ABOUT THIS EXERCISE >> Copy exactly, and copy nothing else: the line that contains "Placement guideline: set" and all lines after it in the listing, without pictures.

________

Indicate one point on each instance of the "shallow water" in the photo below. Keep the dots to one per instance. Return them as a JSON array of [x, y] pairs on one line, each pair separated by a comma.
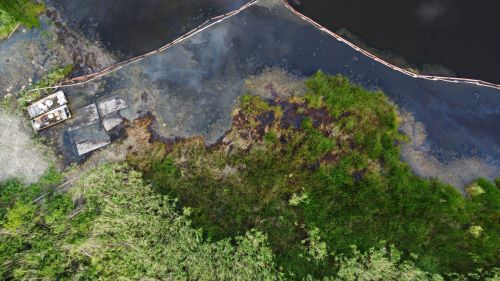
[[131, 28], [192, 87], [459, 34]]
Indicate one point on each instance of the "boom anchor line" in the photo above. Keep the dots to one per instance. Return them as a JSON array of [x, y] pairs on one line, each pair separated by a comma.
[[81, 80]]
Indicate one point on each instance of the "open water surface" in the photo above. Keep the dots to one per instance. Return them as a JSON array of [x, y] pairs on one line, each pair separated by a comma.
[[462, 35]]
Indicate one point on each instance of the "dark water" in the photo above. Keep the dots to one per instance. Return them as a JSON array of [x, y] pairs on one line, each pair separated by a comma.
[[131, 27], [462, 35], [193, 86]]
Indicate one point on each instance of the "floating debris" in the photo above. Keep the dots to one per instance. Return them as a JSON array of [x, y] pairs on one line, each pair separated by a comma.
[[51, 118], [47, 104], [111, 106]]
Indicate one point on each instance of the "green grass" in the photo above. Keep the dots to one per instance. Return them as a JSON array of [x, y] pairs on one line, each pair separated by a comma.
[[14, 12], [338, 176]]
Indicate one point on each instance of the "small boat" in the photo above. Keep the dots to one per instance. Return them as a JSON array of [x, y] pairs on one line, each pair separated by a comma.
[[51, 118], [47, 104]]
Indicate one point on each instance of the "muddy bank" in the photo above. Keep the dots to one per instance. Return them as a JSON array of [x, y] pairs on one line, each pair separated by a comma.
[[192, 87], [21, 157], [30, 54]]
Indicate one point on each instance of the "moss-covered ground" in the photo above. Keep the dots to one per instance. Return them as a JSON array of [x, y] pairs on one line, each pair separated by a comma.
[[303, 188], [319, 174]]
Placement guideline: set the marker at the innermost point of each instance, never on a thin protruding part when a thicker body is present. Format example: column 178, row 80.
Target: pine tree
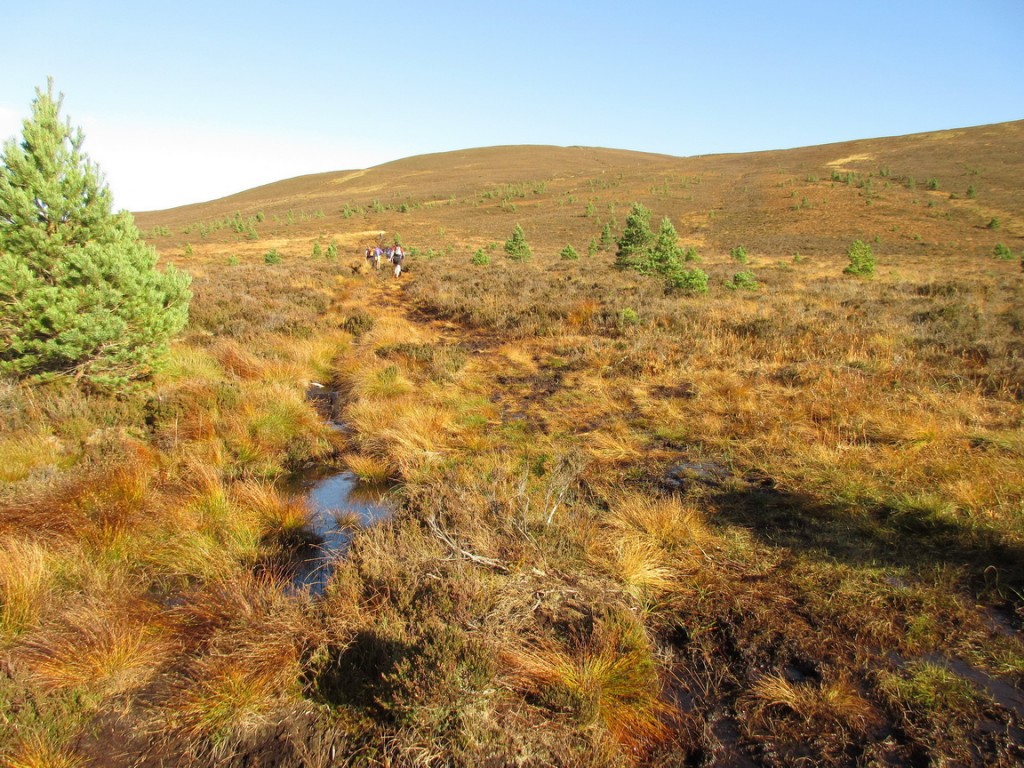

________

OUTPUT OF THE TASK >>
Placement guideline: set the marker at the innermost point of each instance, never on a thin protruding part when a thicker body is present. Format example: column 178, row 80.
Target: pine tree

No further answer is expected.